== Materials provided ==

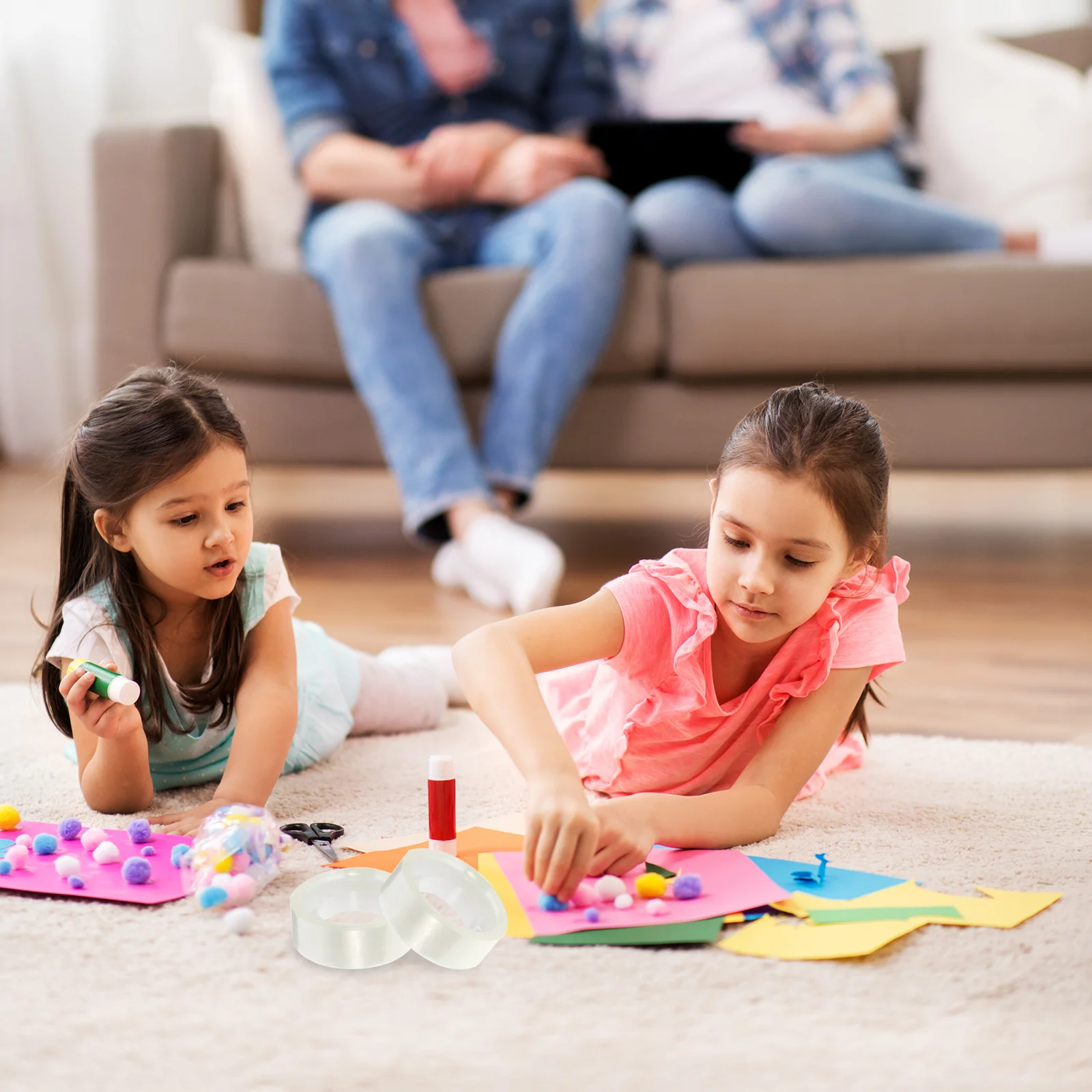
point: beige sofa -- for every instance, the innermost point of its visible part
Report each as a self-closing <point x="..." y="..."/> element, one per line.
<point x="969" y="360"/>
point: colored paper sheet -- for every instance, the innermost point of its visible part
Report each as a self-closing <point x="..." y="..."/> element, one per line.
<point x="999" y="910"/>
<point x="518" y="924"/>
<point x="880" y="915"/>
<point x="103" y="882"/>
<point x="838" y="882"/>
<point x="784" y="938"/>
<point x="731" y="882"/>
<point x="470" y="844"/>
<point x="682" y="933"/>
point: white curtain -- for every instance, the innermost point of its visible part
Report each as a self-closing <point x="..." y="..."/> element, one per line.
<point x="897" y="23"/>
<point x="69" y="68"/>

===

Problem: Take the line in which "point: colored paper" occurs and each subsequent line through the end; give these lines again without alteration.

Exercise response:
point: colored paper sheet -- for every instance, the innermost point of its visible part
Report each as a self-closing <point x="..." y="..."/> element, one per line.
<point x="999" y="910"/>
<point x="518" y="924"/>
<point x="880" y="915"/>
<point x="103" y="882"/>
<point x="838" y="882"/>
<point x="784" y="938"/>
<point x="731" y="882"/>
<point x="470" y="844"/>
<point x="682" y="933"/>
point: white curtain -- for every instance, the innermost point of its visible part
Report each as a self-closing <point x="..." y="..."/> element, one per line.
<point x="897" y="23"/>
<point x="69" y="68"/>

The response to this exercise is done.